**TEXT BLOCK**:
How does less become more in coherence?

My sense is that you are basically freeing up energy that has been locked, stuck, or misused in the separating or atomizing parts; and this change is a change in view / attitude and in subtle awareness (energy). Is it possible that a coherent body-mind is more evolved, more developed and present, but actually less riven by the complexities of innumerable parts and isolated systems, confused views and incomplete understandings? When the body-mind becomes a coherent whole, interconnected and open, is the awareness more expansive but actually less complicated (fractured)? It certainly feels that way in those aha! moments you've shown me. Exponentially anyway, moments of genuine presence feel much less complicated than moments of confusion. Once you get above rationality, complexity seems to become inclusivity.

Anyway, thanks for offering up some good fodder for ponder and letting me play along.

Noah

Neg

Wednesday, November 24, 2010

Negentropy!

Entropy happens. It is inevitable in any system. Left to its own devices, stuff always moves toward decay. Energy is lost. Stuff wears out. We don’t need science to tell us that all forms are impermanent. That idea is the foundation of just about every religion. (“Ashes to ashes, dust to dust.”) Shoes, cars, empires, galaxies—they all come into being, hang around a while, then lose their mojo and disappear.

If you view the world from the materialist side of the Western Gate, then all you see is stuff. You even see yourself exclusively as stuff. And as stuff, you then feel the same entropy you see in all other forms. You see yourself wearing out, getting older, losing your energy.

**DATA TO EXAMINE**:
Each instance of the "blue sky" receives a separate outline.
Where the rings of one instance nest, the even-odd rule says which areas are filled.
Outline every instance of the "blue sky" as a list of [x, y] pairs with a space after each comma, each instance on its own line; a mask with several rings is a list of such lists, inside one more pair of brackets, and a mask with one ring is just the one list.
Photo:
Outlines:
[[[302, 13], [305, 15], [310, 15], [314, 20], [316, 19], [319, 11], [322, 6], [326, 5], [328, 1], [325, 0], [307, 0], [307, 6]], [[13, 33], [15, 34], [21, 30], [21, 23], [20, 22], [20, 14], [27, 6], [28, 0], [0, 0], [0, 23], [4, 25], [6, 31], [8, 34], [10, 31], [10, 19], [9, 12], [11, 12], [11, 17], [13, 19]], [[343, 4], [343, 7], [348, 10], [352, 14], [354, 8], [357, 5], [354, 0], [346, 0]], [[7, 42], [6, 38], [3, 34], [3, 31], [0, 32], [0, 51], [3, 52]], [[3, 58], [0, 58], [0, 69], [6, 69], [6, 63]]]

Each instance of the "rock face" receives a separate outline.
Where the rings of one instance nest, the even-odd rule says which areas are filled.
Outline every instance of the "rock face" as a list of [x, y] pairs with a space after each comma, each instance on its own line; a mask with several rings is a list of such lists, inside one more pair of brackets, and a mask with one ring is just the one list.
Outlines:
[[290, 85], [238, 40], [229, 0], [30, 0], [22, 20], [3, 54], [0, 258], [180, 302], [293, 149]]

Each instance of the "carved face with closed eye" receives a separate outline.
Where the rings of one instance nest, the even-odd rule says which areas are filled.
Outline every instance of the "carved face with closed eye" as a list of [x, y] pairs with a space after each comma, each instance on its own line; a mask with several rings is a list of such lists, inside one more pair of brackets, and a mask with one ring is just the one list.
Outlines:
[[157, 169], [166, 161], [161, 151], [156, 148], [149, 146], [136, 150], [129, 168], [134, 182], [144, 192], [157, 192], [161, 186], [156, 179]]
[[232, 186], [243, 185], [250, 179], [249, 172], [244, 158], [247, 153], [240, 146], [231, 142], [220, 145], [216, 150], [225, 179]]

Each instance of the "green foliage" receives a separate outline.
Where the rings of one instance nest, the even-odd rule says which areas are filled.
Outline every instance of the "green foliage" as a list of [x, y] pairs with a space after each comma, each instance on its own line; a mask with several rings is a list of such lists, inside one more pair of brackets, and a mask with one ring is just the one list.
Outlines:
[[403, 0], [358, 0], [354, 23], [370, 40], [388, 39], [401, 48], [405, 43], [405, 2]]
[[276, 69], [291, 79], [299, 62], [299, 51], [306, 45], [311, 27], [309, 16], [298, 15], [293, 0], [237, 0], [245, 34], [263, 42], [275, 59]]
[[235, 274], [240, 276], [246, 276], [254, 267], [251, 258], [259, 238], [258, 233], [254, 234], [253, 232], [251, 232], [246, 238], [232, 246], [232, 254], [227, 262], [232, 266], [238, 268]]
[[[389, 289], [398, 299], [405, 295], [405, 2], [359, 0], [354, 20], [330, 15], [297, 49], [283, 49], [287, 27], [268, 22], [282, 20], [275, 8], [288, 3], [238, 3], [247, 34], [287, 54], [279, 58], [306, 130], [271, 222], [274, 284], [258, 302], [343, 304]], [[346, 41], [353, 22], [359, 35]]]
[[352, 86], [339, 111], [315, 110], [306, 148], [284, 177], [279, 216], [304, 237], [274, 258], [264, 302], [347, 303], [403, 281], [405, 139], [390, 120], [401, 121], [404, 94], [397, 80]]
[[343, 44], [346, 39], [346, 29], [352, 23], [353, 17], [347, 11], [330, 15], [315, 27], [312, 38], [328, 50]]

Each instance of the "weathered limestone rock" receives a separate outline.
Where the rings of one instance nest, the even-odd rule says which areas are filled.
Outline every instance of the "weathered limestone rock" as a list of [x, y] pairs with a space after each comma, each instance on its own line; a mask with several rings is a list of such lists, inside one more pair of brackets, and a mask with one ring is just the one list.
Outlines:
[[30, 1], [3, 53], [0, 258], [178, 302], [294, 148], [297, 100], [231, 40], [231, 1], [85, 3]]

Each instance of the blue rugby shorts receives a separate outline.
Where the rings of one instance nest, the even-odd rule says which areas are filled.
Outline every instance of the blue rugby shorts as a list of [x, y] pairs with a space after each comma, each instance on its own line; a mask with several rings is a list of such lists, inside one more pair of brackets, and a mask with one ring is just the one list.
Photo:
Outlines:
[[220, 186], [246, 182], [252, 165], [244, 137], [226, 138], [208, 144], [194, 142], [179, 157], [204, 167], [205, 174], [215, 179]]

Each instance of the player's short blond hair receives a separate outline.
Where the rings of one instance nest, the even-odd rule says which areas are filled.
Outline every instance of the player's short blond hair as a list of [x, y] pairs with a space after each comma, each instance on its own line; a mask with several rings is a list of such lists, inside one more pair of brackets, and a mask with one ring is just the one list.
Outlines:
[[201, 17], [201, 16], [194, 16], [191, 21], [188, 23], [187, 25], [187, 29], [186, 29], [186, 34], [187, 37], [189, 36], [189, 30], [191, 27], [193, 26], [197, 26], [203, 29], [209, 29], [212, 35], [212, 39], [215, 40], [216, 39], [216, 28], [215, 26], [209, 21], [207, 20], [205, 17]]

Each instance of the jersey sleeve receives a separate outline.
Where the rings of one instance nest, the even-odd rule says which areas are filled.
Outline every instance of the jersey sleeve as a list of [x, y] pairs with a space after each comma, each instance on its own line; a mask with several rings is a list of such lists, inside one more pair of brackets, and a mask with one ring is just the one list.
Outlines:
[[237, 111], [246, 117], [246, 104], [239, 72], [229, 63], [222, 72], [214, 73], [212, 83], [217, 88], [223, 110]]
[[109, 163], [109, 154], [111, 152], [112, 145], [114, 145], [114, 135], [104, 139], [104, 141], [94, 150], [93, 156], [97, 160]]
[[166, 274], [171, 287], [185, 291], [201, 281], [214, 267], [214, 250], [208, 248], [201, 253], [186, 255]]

**YOUR OBJECTIVE**: In the text about coherence and entropy, what does complexity seem to become once you get above rationality? Answer using only the text about coherence and entropy.

**RESPONSE TO THE EXERCISE**: It seems to become inclusivity.